* BEGIN *

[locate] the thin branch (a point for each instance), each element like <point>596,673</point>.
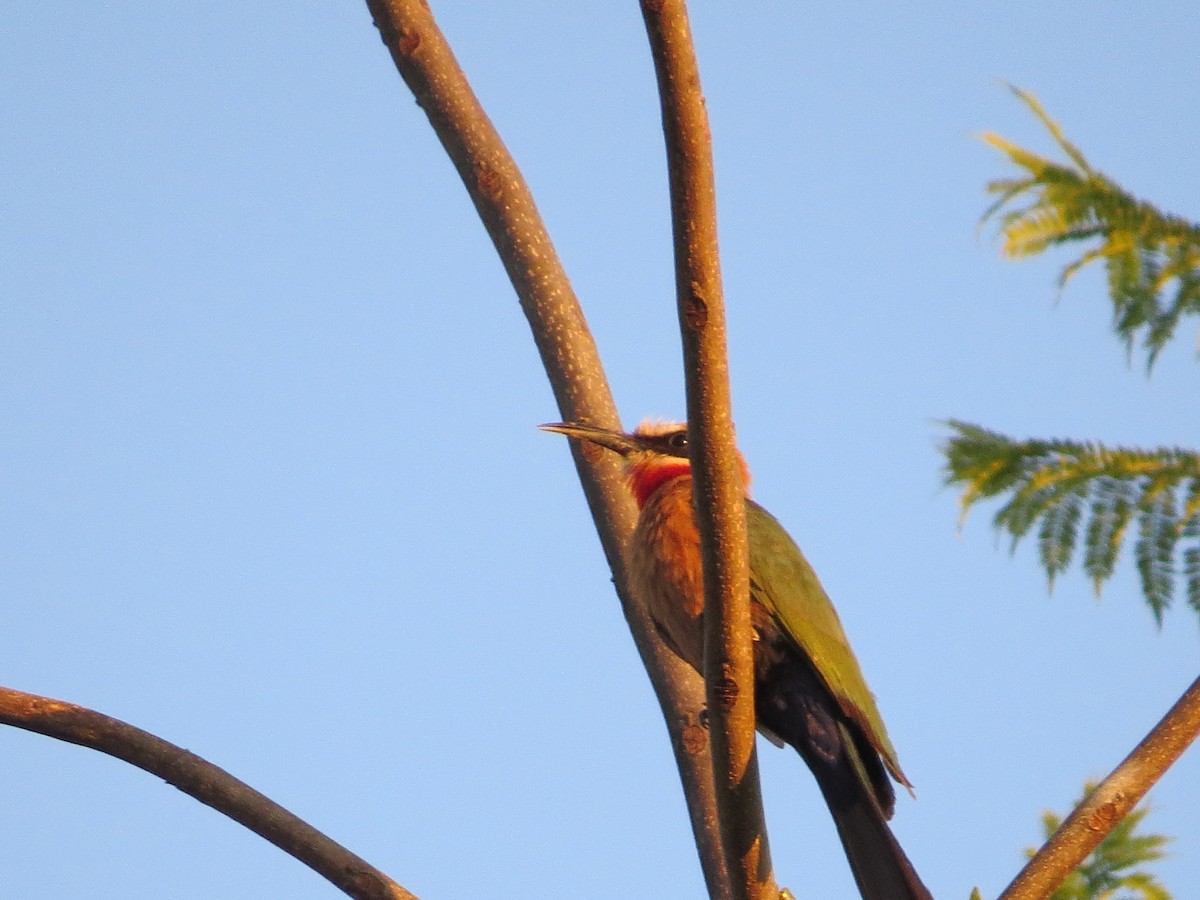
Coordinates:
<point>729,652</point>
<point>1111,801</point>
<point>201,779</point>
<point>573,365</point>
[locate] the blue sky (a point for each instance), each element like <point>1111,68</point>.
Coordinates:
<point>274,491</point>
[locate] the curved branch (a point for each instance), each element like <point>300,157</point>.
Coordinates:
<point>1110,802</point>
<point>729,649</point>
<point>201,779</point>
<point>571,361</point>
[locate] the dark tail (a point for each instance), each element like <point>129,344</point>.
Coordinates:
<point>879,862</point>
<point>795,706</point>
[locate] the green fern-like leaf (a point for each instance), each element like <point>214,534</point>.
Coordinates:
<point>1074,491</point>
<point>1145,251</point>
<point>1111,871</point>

* END *
* BEGIN *

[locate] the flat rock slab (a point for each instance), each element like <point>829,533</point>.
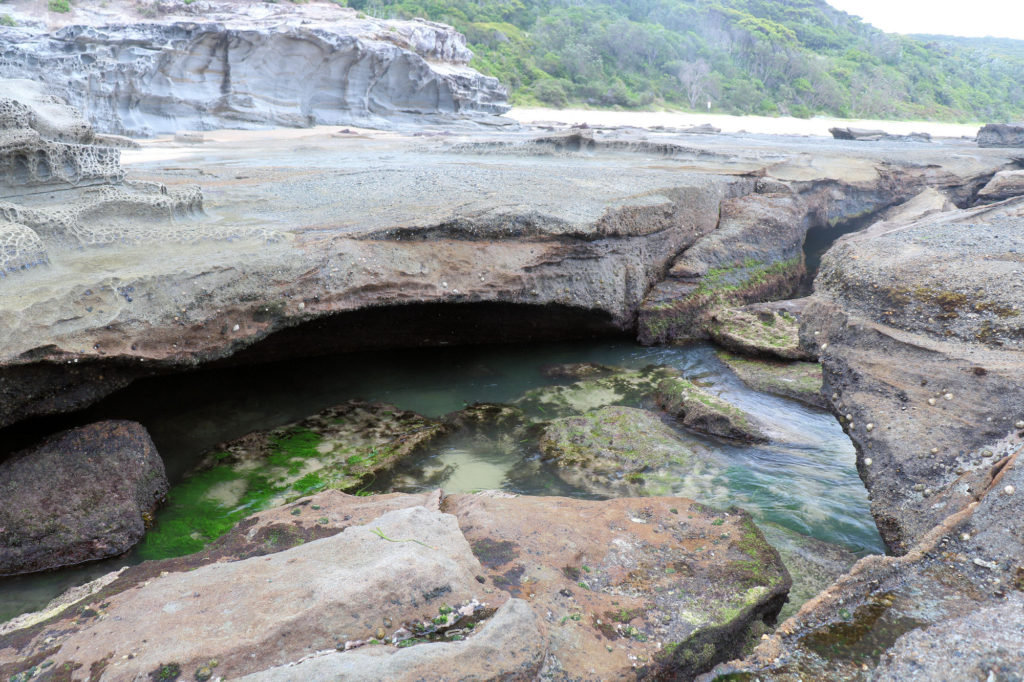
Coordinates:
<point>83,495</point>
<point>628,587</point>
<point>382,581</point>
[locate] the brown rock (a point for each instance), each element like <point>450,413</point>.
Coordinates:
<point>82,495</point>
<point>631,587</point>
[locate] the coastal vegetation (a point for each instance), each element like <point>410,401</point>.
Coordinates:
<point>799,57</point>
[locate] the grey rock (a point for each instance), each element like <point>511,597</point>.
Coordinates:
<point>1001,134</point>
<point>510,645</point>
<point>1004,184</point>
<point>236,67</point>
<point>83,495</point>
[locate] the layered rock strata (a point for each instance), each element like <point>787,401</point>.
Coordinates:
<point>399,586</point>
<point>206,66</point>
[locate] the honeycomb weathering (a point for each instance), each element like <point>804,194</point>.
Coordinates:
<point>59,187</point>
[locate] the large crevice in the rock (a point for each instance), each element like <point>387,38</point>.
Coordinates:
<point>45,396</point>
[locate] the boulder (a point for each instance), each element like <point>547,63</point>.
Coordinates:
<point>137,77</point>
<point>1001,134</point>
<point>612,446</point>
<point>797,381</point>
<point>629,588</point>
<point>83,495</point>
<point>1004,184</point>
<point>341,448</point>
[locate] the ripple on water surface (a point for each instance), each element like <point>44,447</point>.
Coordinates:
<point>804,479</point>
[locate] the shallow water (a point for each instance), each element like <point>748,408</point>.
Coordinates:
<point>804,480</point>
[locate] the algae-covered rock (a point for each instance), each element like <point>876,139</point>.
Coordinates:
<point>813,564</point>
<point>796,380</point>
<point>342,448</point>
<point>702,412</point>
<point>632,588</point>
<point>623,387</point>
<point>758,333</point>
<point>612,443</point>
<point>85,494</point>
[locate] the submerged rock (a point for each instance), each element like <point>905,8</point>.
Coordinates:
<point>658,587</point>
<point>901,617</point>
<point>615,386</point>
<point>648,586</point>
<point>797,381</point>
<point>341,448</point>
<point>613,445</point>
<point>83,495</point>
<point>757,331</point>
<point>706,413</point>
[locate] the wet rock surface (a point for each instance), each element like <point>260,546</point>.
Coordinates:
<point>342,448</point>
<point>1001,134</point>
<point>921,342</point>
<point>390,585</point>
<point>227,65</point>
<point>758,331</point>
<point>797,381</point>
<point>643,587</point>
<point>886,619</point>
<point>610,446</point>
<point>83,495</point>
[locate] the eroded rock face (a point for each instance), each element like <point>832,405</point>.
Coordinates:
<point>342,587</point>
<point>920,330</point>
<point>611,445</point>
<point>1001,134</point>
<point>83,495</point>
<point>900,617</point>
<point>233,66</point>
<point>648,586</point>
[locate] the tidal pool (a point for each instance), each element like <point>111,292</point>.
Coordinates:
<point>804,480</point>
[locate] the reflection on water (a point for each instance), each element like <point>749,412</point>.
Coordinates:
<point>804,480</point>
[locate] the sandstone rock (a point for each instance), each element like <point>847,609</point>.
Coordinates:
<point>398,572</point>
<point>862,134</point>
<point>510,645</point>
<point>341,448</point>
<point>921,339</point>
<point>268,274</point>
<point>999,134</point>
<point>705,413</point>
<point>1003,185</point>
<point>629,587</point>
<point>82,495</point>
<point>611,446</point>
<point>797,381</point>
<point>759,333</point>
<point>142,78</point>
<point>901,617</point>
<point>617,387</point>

* END *
* BEGIN *

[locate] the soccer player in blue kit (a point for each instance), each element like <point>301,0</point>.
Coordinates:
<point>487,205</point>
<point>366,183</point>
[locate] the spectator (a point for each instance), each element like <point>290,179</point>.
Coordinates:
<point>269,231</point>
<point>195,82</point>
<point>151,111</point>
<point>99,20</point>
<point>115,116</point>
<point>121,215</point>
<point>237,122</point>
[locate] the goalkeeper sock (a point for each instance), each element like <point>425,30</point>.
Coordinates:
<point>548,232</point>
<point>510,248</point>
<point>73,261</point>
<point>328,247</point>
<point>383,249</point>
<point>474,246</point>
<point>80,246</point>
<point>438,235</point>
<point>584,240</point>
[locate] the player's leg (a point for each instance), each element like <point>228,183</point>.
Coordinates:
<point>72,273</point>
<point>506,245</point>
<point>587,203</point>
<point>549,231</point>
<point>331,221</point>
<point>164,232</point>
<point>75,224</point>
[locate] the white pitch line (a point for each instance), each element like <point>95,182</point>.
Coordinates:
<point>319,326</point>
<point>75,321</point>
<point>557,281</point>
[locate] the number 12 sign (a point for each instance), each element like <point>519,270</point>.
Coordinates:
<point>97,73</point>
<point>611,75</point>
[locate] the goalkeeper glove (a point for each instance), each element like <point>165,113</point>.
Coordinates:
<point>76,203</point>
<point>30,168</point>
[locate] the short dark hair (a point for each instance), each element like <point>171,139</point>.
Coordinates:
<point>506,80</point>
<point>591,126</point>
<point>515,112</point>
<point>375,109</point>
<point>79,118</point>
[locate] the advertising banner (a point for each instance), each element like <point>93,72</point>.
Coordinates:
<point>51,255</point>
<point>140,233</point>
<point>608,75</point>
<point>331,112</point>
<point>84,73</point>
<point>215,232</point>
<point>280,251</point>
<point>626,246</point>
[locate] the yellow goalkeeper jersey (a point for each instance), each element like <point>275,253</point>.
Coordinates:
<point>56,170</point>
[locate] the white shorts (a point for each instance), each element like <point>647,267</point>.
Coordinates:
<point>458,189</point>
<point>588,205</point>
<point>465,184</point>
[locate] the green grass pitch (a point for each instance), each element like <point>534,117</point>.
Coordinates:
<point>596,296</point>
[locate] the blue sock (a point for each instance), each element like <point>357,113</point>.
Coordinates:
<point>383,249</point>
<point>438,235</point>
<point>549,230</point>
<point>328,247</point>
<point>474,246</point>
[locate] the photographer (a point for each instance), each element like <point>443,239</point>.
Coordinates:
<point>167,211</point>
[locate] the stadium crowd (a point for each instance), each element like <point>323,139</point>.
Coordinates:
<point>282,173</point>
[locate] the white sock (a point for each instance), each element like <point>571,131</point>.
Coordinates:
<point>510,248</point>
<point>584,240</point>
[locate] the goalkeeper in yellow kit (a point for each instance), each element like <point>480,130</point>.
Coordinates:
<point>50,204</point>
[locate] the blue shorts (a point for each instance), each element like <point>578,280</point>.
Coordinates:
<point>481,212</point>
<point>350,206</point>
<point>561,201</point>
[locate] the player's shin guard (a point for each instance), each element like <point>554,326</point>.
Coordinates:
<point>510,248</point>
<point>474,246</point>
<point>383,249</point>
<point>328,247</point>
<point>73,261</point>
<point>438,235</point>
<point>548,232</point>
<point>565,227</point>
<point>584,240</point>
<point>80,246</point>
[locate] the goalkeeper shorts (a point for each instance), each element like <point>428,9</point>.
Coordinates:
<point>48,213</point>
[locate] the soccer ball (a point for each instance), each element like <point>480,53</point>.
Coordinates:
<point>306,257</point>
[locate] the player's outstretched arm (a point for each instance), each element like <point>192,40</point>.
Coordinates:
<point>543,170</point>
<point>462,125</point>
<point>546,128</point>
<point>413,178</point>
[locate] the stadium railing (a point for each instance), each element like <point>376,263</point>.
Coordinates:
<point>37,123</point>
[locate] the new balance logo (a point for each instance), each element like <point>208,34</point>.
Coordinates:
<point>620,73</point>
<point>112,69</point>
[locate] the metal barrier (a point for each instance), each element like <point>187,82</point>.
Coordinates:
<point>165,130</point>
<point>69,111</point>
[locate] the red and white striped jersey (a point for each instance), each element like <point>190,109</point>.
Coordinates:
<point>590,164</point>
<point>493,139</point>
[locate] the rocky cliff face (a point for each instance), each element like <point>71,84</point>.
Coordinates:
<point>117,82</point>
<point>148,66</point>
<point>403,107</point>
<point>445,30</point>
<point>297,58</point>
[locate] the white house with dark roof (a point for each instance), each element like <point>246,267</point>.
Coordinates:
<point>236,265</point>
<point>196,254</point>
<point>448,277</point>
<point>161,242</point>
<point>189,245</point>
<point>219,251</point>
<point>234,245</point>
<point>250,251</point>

* END *

= Prompt =
Convert the lines of the items above into a Markdown table with the columns "Row" and "Line", starting with the line that contains "[locate] the player's outstretched" and continuing through the line that contains "<point>112,69</point>", and leave out any blank lines.

= Correct answer =
| Row | Line |
|---|---|
| 1 | [locate] the player's outstretched arm (a point for each instance), each element like <point>192,40</point>. |
| 2 | Coordinates: |
| 3 | <point>543,170</point> |
| 4 | <point>462,125</point> |
| 5 | <point>546,128</point> |
| 6 | <point>413,178</point> |
| 7 | [locate] the stadium railing (a point for each instance), each element like <point>376,263</point>. |
| 8 | Coordinates: |
| 9 | <point>37,123</point> |
| 10 | [locate] the new balance logo (a point for each instance), each element like <point>208,34</point>. |
| 11 | Coordinates: |
| 12 | <point>620,73</point> |
| 13 | <point>112,69</point> |